# START OF Task inputs
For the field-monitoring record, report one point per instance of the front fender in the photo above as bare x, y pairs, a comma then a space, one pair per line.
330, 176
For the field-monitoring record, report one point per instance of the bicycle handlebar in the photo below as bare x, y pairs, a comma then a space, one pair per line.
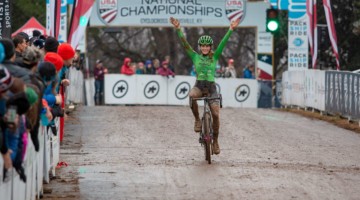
206, 98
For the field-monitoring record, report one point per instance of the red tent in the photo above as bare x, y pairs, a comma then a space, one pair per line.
29, 26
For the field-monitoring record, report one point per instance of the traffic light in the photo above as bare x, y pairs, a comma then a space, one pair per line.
272, 21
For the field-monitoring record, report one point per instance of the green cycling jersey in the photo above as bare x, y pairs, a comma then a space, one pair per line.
205, 66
# END OF Task inputs
Aim of the task:
Return every line of the records above verbatim, in the same order, and leave the pictures out.

The completed task:
For the field-monitoring record, report one point per instance of the front fender in the photo above as bare x, y pairs, a comma then a space, one pair per line.
330, 176
For the field-monitoring record, report one point per instance of the bicycle handlebar in the photo below as bare x, y pairs, a comma then a space, one pair per line.
206, 98
For the field-monitoring record, report one point per instance of the red tent in the photo above as bare x, y pairs, a comma then a space, one pair per line.
29, 26
For the field-monitoring record, report one point per instance of the traffic light in the photo above as bare x, y pairs, a comma then a space, one pair per line.
272, 21
For the field-monitoring record, report one point per instance of the green cycling jersey in the photo above as bare x, y pairs, a comma then a space, one pair per line.
205, 66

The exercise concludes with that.